### SOURCE EXCERPT
==============================
The number of votes cast for or against, as well as the number of abstentions as to each proposal, are set forth below.

 

1. Extension Amendment Proposal

 

For   Against   Abstain
5,571,821   357,530   0

 

Accordingly, the Extension Amendment Proposal was approved.

 

2. Liquidation Amendment Proposal

 

For   Against   Abstain
5,594,188   335,163   0

 

Accordingly, the Liquidation Amendment Proposal was approved.

 

3. Auditor Ratification Proposal

 

For   Against   Abstain
5,594,188   335,163   0

 

 

 

 

Accordingly, the Auditor Ratification Proposal was approved.

 

As there were sufficient votes at the time of the Meeting to approve each of the above proposals, the Adjournment Proposal, which had been previously voted on by proxy, was not presented to shareholders at the Meeting. 

 

In connection with the Meeting, shareholders holding 3,069,636 Class A ordinary shares exercised their right to redeem such shares for a pro rata portion of the funds in the Trust Account. As a result, approximately $36.7 million (approximately $11.96 per share) will be removed from the Trust Account to pay such holders. Following redemptions, 1,185,481 Class A ordinary shares will remain outstanding.

 

The Company filed the Charter Amendment with the Cayman Islands Registrar of Companies on December 12, 2024. A copy of the Charter Amendment is attached hereto as Exhibit 3.1 and is incorporated herein by reference.

 

Item 7.01 Regulation FD Disclosure

 

On December 16, 2024, the Company issued a press release regarding the matters discussed in Item 3.01, a copy of which is attached hereto as Exhibit 99.1.

The foregoing (including Exhibit 99.1) is being furnished pursuant to Item 7.01 and will not be deemed to be filed for purposes of Section 18 of the Exchange Act or otherwise be subject to the liabilities of that section, nor will it be deemed to be incorporated by reference in any filing under the Securities Act of 1933, as amended (the “Securities Act”), or the Exchange Act.
==============================
### INPUT ROWS

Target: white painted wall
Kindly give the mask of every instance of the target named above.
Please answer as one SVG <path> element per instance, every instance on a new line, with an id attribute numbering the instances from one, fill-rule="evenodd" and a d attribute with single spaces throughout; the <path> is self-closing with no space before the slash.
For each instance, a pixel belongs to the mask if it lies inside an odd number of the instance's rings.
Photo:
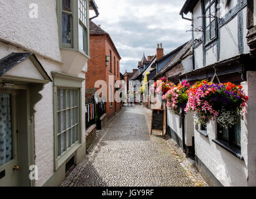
==============================
### SET TASK 1
Set down the vote results excerpt word for word from "As there were" up to and including "herein by reference.".
### SET TASK 2
Please output the listing from its first line up to and including the line with "Please answer as" as a Markdown table with the columns n and Line. Give one row per line, leave out blank lines, and include nothing else.
The vote results excerpt and the listing are separate, unrelated material.

### EXERCISE OUTPUT 1
As there were sufficient votes at the time of the Meeting to approve each of the above proposals, the Adjournment Proposal, which had been previously voted on by proxy, was not presented to shareholders at the Meeting. 

 

In connection with the Meeting, shareholders holding 3,069,636 Class A ordinary shares exercised their right to redeem such shares for a pro rata portion of the funds in the Trust Account. As a result, approximately $36.7 million (approximately $11.96 per share) will be removed from the Trust Account to pay such holders. Following redemptions, 1,185,481 Class A ordinary shares will remain outstanding.

 

The Company filed the Charter Amendment with the Cayman Islands Registrar of Companies on December 12, 2024. A copy of the Charter Amendment is attached hereto as Exhibit 3.1 and is incorporated herein by reference.

### EXERCISE OUTPUT 2
| n | Line |
|---|---|
| 1 | Target: white painted wall |
| 2 | Kindly give the mask of every instance of the target named above. |
| 3 | Please answer as one SVG <path> element per instance, every instance on a new line, with an id attribute numbering the instances from one, fill-rule="evenodd" and a d attribute with single spaces throughout; the <path> is self-closing with no space before the slash. |